> QUOTED PASSAGE
- - - - - - -

[Python-ideas] Module aliases and/or "real names"

Sun Jan 9 07:39:24 CET 2011

On Sat, Jan 8, 2011 at 7:06 PM, Ron Adam <rrr at ronadam.com> wrote:
> On 01/06/2011 09:28 PM, Nick Coghlan wrote:
>> My original suggestion was along those lines, but I've come to the
>> conclusion that it isn't sufficiently granular - when existing code
>> tinkers with "__module__" it tends to do it at the object level rather
>> than by modifying __name__ in the module globals.
>
> What do you mean by *tinkers with "__module__"* ?
>
> Do you have an example where/when that is needed?

>>> from inspect import getsource
>>> from functools import partial
>>> partial.__module__
'functools'
>>> getsource(partial)
Traceback (most recent call last):
  File "<stdin>", line 1, in <module>
  File "/usr/lib/python2.6/inspect.py", line 689, in getsource
    lines, lnum = getsourcelines(object)
  File "/usr/lib/python2.6/inspect.py", line 678, in getsourcelines
    lines, lnum = findsource(object)
  File "/usr/lib/python2.6/inspect.py", line 552, in findsource
    raise IOError('could not find class definition')
IOError: could not find class definition

partial is actually implemented in C in the _functools module, hence
the failure of the getsource call. However, it officially lives in
functools for pickling purposes (other implementations aren't obliged
to provide _functools at all), so __module__ is adjusted
appropriately.

The other examples I have been using are the _datetime C acceleration
module and the unittest pseudo-package.

>> 1. Implicit configuration of __module__ attributes is updated to check
>> for a definition of "__import_name__" at the module level. If found,
>> then this is used as the value for the __module__ attribute.
>> Otherwise, __module__ is set to __name__ as usual.
>
> If __import_name__ is going to match __module__ everywhere else, why not
> just call it __module__ every where?

Because the module level attributes for identifying the module don't
serve the same purpose as the attributes identifying where functions
and classes are defined. That said, calling it "__module__" would
probably work, and make the naming logic a bit more intuitive. The
precedent for that attribute name to refer to a string rather than a
module object was set a long time ago, after all.

> Would __package__ be changed in any way?

To look for __module__ before checking __name__? No, since doing that
would make it unnecessarily difficult to use relative imports inside
pseudo-packages.

>> 2. Any code that currently sets a __module__ attribute (i.e. function
>> and class definitions) will also set an __impl_module__ attribute.
>> This attribute will always be set to the value of __name__.
>
> So we will have:  __package__, __module__, __import_name__, __impl_name__,
>  and if you also include __file__ and __path__, that makes six different
> attributes for describing where something came from.
>
> I don't know about you, but this bothers me a bit. :-/

It bothers me a lot, since I probably could have avoided at least some
of it by expanding the scope of PEP 366. However, it does help to
split them out into the different contexts and look at how each of
them are used, since it makes it clear that there are a lot of
attributes because there is a fair bit of information that is used in
different ways.

- - - - - - -

[Region labeling records]

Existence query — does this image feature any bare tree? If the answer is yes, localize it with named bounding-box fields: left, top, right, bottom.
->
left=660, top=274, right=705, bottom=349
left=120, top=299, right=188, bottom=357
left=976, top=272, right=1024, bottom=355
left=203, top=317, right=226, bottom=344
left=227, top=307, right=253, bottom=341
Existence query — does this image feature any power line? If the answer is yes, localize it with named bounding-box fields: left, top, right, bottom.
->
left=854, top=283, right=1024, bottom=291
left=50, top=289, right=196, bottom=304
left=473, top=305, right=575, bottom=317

- - - - - - -

> PROBLEMS TO SOLVE
**a)** Please copy a passage from the module aliases thread word for word, starting at "The other examples" and ending after "the __module__ attribute.".
**b)** Rewrite the paragraph of the module aliases thread that starts "partial is actually implemented in C" more briefly, keeping its main facts.

> SOLUTIONS TO THE PROBLEMS
**a)**
The other examples I have been using are the _datetime C acceleration
module and the unittest pseudo-package.

>> 1. Implicit configuration of __module__ attributes is updated to check
>> for a definition of "__import_name__" at the module level. If found,
>> then this is used as the value for the __module__ attribute.

**b)** Because partial is implemented in C in the _functools module, the getsource call fails. It officially lives in functools for pickling, since other implementations need not provide _functools, so its __module__ is adjusted to match.